## CONSIGNES
A. D'après le texte sur 1915, pourquoi est-il faux d'affirmer que les chefs militaires français et britanniques s'accordaient sur l'impossibilité d'une autre stratégie ? Répondez en une à trois phrases.
B. Selon le texte sur 1915, combien de morts cette année coûtera-t-elle à la France ?
C. Poursuivez le texte sur 1915 à partir de sa dernière phrase.

## DOCUMENT
════════
1915, Annus Horribilis

Sur un front de 25 kilomètres à l’est de Reims, ce sont la IVArmée du général de Langle de Cary et la IIarmée du général Pétain qui opèrent. En Artois, la Xarmée française et la Ire armée britannique attaquent entre Lens et Arras. L’ensemble de ces forces représentent 63 divisions soit près d’un million d’hommes. Cette double offensive est la plus importante opération depuis la bataille de la Marne. Pourtant, ce sera un échec assorti de pertes surpassant celles des quatre autres grandes autres offensives françaises et anglaises lancées depuis le début de l’année. 1915 coûtera à la France 350 000 morts. Ce chiffre dépasse celui des massacres du début de la guerre quand les soldats se battaient encore en terrain découvert. Il est également supérieur à celui de chacune de des trois années suivantes malgré les épisodes de Verdun, de la Somme, du Chemin des Dames et des offensives allemandes du printemps 1918. L’historiographie française reste très laconique à propos de cette Annus Horribilis. La plupart des ouvrages qui l’abordent laissent entendre qu’il existait une forme de consensus parmi les chefs militaires français et britanniques en ce qui concerne la impossibilité de mettre en œuvre une autre stratégie. Or, rien n’est plus faux comme le montre la note figurant dans les papiers personnels du général de Castelnau.
════════
[Enregistrements d'un jeu d'annotation par points]
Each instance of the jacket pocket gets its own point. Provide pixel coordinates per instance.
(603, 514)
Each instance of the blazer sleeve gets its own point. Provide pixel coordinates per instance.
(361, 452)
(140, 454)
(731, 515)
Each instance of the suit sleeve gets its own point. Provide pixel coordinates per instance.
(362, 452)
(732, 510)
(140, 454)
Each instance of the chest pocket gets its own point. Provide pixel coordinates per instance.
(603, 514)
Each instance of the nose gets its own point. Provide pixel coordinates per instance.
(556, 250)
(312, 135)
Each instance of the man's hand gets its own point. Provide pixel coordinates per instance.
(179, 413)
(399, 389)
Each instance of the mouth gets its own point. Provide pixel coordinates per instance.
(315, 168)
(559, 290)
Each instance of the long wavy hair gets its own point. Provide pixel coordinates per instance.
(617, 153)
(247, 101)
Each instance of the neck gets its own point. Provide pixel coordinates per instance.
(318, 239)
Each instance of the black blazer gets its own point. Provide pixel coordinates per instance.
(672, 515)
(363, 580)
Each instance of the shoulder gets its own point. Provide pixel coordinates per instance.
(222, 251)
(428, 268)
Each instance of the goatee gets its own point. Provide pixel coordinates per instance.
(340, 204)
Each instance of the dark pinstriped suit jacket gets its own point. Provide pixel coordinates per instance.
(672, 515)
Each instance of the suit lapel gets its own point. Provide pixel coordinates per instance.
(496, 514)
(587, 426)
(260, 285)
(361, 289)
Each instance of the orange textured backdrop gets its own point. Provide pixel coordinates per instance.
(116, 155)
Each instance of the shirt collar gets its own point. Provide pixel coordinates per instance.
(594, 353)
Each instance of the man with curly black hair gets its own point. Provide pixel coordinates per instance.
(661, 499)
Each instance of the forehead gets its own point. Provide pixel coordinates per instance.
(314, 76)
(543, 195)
════════
## RÉPONSES FINALES
A. Le texte sur 1915 le juge faux parce qu'une note conservée dans les papiers personnels du général de Castelnau montre le contraire.

B. 350 000 morts.

C.
Le contexte de l’année 1915

À peine les attaques allemandes se terminent-elles sur l’Yser en novembre 1914 que le haut commandement français décide de se lancer dans des projets de grandes offensives. Une première opération se déroule en Artois du 16 au 23 décembre 1914. Sur un champ de bataille devenu un véritable marécage en raison d’une pluie persistante, c’est un douloureux échec. Malheureusement, ce ne sera pas le seul. Le GQG enchaîne immédiatement avec une puissante offensive en Champagne conduite par la IVe armée du général de Langle de Cary. Deux cent cinquante mille hommes appuyés par six cents canons, en majorité de petit calibre, s’élancent. Les premiers jours de combat n’amènent que des gains symboliques en échange de pertes considérables. Au lieu d’arrêter cette opération au vu de tels résultats, le haut commandement s’acharne pendant plusieurs semaines. Face à cet échec, Joffre ne cherche pas à en tirer les enseignements, mais blâme plutôt le manque de mordant des soldats et sous-évalue les capacités défensives des Allemands. Il n’hésite pas à écrire à Langle de Carry : « Il serait mauvais que l’on retire de vos attaques la conviction qu’il est impossible de percer les lignes de défense de l’ennemi, quelques puissants que soient les moyens employés par nous — et alors que ceux de l’ennemi sont réduits au minimum sur le front occidental. »

Note pour le général de Langle (Joffre)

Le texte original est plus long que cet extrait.